SET OF TASKS:
A: In the commentary on Park City's vacation rental business, what happened to the Sundance Film Festival?
B: Continue the commentary on labor shortages at a Park City vacation rental company from where it stops.

START EXCERPT

Editor’s Note: Rhonda Sideris and her daughter Heleena Sideris are the owners of Park City Lodging, a vacation rental and property management company in Park City, Utah. The opinions expressed in this commentary are their own.

Like many other businesses, we’ve been through our fair share of challenges running our Park City, Utah vacation rental company during the pandemic. We’ve sacrificed millions of dollars in revenue by honoring generous cancellation policies for guests and keeping properties vacant for a day between bookings to ensure proper cleaning.

But this year, we’re facing our toughest challenges yet amid the Omicron wave: labor shortages.

It’s peak ski season in Park City, and given that we’ve seen an overall surge in people seeking safe outdoor activities, the area is busier than ever before. But our employees are getting sick, as are workers at other businesses, which is creating a massive domino effect in the city, impacting everything from ski resorts and restaurants to snow removal and trash pickup.

These kinds of shutdowns have a huge impact on our guests, and therefore our business. The ski resorts don’t have enough workers to maintain the ski runs, which means guests have been forced to wait in long lines and ski limited terrain. Some have decided to skip the skiing altogether and just end their vacation early. Through our concierge service, which helps guests plan activities during their stay, we’ve seen the demand for dining out exceed any previous year on record, but restaurants are frequently closing due to staffing shortages and outbreaks. Still, the onus falls on us to make it right for the guest, which typically entails a last-minute scramble to place them at an open restaurant with availability, or giving them a gift certificate.

The staffing shortages have also reached into municipal operations, and we have found ourselves removing snow and trash when city and county workers are out sick, which adds to our own labor costs. We were hoping we’d see some financial relief with the Sundance Film Festival, which is Park City’s largest annual event and a cornerstone of the local economy. But it shifted to an all-virtual event. With our properties 98% occupied during this time, this was a major hit to business as guests cancel their bookings.

A Park City Lodging property in Park City, Utah.

END EXCERPT
START SOURCE MATERIAL

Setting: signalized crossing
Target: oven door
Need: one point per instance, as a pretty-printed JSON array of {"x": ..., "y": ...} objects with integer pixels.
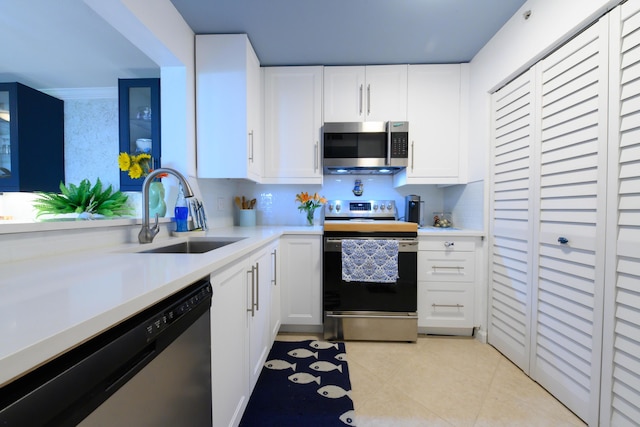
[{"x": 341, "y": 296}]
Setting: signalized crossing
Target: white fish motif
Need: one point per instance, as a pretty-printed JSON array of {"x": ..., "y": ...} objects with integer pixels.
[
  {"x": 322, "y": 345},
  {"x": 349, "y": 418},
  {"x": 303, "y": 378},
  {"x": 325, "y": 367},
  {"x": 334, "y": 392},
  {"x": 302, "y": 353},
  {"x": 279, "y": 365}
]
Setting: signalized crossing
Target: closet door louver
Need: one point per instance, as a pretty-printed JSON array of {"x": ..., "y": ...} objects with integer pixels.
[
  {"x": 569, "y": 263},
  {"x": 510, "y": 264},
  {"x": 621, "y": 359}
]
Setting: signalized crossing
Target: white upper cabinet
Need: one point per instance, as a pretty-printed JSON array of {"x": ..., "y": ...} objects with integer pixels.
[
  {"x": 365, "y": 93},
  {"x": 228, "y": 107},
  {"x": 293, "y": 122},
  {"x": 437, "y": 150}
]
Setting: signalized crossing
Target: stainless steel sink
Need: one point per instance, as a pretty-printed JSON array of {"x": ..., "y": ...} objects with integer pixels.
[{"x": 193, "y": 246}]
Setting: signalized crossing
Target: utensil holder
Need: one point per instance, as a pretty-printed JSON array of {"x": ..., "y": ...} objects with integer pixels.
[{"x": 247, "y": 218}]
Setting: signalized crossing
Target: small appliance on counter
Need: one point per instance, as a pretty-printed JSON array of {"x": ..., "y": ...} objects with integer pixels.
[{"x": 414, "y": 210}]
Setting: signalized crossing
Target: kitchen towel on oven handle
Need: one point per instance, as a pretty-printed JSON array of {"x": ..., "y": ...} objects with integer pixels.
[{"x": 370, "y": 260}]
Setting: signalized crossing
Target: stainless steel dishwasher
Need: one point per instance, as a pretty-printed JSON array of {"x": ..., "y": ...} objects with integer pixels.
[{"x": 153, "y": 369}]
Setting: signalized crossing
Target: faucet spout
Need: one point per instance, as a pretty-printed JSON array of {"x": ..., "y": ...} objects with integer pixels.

END SOURCE MATERIAL

ANSWERS PER TASK:
A: It shifted to an all-virtual event.

B:
Overall, our guests’ experience with us has been impacted, and when that happens, we’re on the receiving end of the complaint. That’s nothing new for us — it comes with the territory in this industry. But this time, we’re doing it while covering laundry shifts and cleaning properties. Some of our employees live together in multi-generation households, so if one person is sick, suddenly five employees are out.

And our employees who aren’t out sick are completely strained. As business owners, we find ourselves doing a lot of cheerleading to keep spirits up for our 79 outstanding employees, many of whom are working extra hours and taking on more work.

There are solutions: The US Chamber of Commerce has called for doubling the number of legal immigrants, making it easier for DACA recipients to pursue a path to permanent citizenship, and eliminating barriers to employment like access to affordable childcare for working parents, broadband for rural populations, and equality of opportunity for overlooked talent pools like veterans and formerly incarcerated individuals. These are exactly the types of the solutions we need to be able to hire more workers and run our business at its full potential while riding out the uncertainty of the pandemic.

The nation’s broader labor shortage is impacting us, too. Utah’s unemployment rate is 1.9%. We’ve been trying to fill an upper management position (and about 10 other openings), but despite offering competitive wages, bonuses, tickets to NBA games, ski pass reimbursement, 401(k) plans, vacation time and a company culture we are so proud of, new hires are few and far between. In addition, our payroll has increased by 175% this year to keep up with rising wages.

We’re doing everything we can, but we need help with this labor crisis. To continue to navigate the pandemic and grow, we need to be able to hire workers that can help take our business to the next level. Until we can hire the necessary team, we are at a standstill.

We are grateful to be part of an exceptionally resilient industry. We look forward to the day that this is all behind us — and a strong workforce is standing with us.